Problem description: Your response should reproduce every line of the entries that contains the word "positive".

----------------------------------------

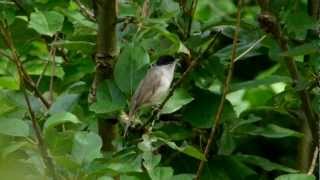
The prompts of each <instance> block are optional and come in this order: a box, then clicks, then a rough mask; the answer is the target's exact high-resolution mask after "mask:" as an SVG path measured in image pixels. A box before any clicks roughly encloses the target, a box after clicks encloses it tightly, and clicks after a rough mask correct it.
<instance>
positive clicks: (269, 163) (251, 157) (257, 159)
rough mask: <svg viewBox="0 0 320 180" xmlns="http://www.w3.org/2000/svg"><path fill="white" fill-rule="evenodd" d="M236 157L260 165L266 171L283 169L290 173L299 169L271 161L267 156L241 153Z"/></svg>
mask: <svg viewBox="0 0 320 180" xmlns="http://www.w3.org/2000/svg"><path fill="white" fill-rule="evenodd" d="M235 158H236V159H238V160H240V161H242V162H244V163H247V164H251V165H255V166H258V167H260V168H262V169H264V170H266V171H274V170H278V171H283V172H288V173H296V172H298V170H295V169H292V168H289V167H286V166H283V165H281V164H277V163H274V162H271V161H269V160H268V159H265V158H262V157H259V156H254V155H245V154H239V155H235Z"/></svg>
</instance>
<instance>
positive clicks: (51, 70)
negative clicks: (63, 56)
mask: <svg viewBox="0 0 320 180" xmlns="http://www.w3.org/2000/svg"><path fill="white" fill-rule="evenodd" d="M57 39H58V35H57V34H56V35H55V37H54V40H53V41H54V43H55V42H56V41H57ZM54 43H53V44H54ZM56 50H57V47H56V46H55V45H53V46H52V47H51V53H50V56H51V60H52V68H51V77H50V85H49V92H50V95H49V99H50V100H49V101H50V102H53V81H54V77H55V75H56Z"/></svg>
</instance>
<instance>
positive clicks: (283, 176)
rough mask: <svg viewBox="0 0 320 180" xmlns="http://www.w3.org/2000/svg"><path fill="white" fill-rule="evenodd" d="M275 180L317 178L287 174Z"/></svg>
mask: <svg viewBox="0 0 320 180" xmlns="http://www.w3.org/2000/svg"><path fill="white" fill-rule="evenodd" d="M275 180H316V177H315V176H314V175H308V174H285V175H281V176H278V177H277V178H276V179H275Z"/></svg>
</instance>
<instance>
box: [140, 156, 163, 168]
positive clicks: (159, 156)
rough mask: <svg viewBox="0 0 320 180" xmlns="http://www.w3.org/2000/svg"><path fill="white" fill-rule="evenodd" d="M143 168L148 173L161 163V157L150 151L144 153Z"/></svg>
mask: <svg viewBox="0 0 320 180" xmlns="http://www.w3.org/2000/svg"><path fill="white" fill-rule="evenodd" d="M142 158H143V166H144V167H145V168H146V170H147V171H148V172H150V171H152V170H153V169H154V168H155V167H156V166H157V165H158V164H159V163H160V161H161V155H159V154H158V155H155V154H153V153H152V152H150V151H146V152H144V153H143V155H142Z"/></svg>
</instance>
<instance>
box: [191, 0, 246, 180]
mask: <svg viewBox="0 0 320 180" xmlns="http://www.w3.org/2000/svg"><path fill="white" fill-rule="evenodd" d="M241 8H242V0H239V1H238V11H237V21H236V23H237V24H236V29H235V32H234V36H233V46H232V53H231V62H230V67H229V70H228V75H227V78H226V79H225V81H224V85H223V93H222V96H221V100H220V104H219V107H218V111H217V114H216V116H215V118H214V124H213V126H212V128H211V132H210V136H209V138H208V142H207V145H206V148H205V151H204V156H205V157H206V158H208V154H209V150H210V147H211V144H212V142H213V139H214V135H215V133H216V131H217V130H218V127H219V125H220V122H221V118H222V113H223V109H224V103H225V100H226V96H227V94H228V92H229V87H230V82H231V79H232V75H233V68H234V62H235V59H236V57H237V47H238V38H239V37H238V36H239V29H240V18H241ZM204 163H205V161H204V160H201V161H200V164H199V167H198V170H197V174H196V178H195V179H196V180H200V177H201V174H202V170H203V166H204Z"/></svg>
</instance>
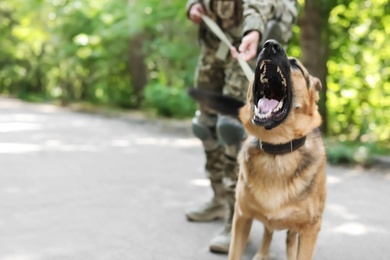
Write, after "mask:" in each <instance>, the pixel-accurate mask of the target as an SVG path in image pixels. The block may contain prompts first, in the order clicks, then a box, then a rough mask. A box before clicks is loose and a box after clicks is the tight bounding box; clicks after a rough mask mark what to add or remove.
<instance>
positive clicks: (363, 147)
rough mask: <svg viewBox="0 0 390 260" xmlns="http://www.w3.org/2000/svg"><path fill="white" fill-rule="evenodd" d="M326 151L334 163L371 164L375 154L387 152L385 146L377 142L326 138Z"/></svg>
mask: <svg viewBox="0 0 390 260" xmlns="http://www.w3.org/2000/svg"><path fill="white" fill-rule="evenodd" d="M326 153H327V158H328V161H329V162H330V163H332V164H350V165H356V164H358V165H361V166H365V167H367V166H371V165H372V164H373V160H374V157H373V156H374V155H376V154H384V153H386V152H385V150H384V148H383V147H378V145H377V144H376V143H369V142H365V143H361V142H352V141H345V142H339V141H338V140H330V139H327V140H326Z"/></svg>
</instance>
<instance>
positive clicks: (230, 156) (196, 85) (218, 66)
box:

----------------------------------------

Task result:
positive clicks: (269, 163) (251, 157) (257, 159)
positive clicks: (51, 70)
positive clicks: (283, 176)
positive clicks: (159, 156)
positive clicks: (363, 147)
positive clicks: (230, 156) (196, 85) (218, 66)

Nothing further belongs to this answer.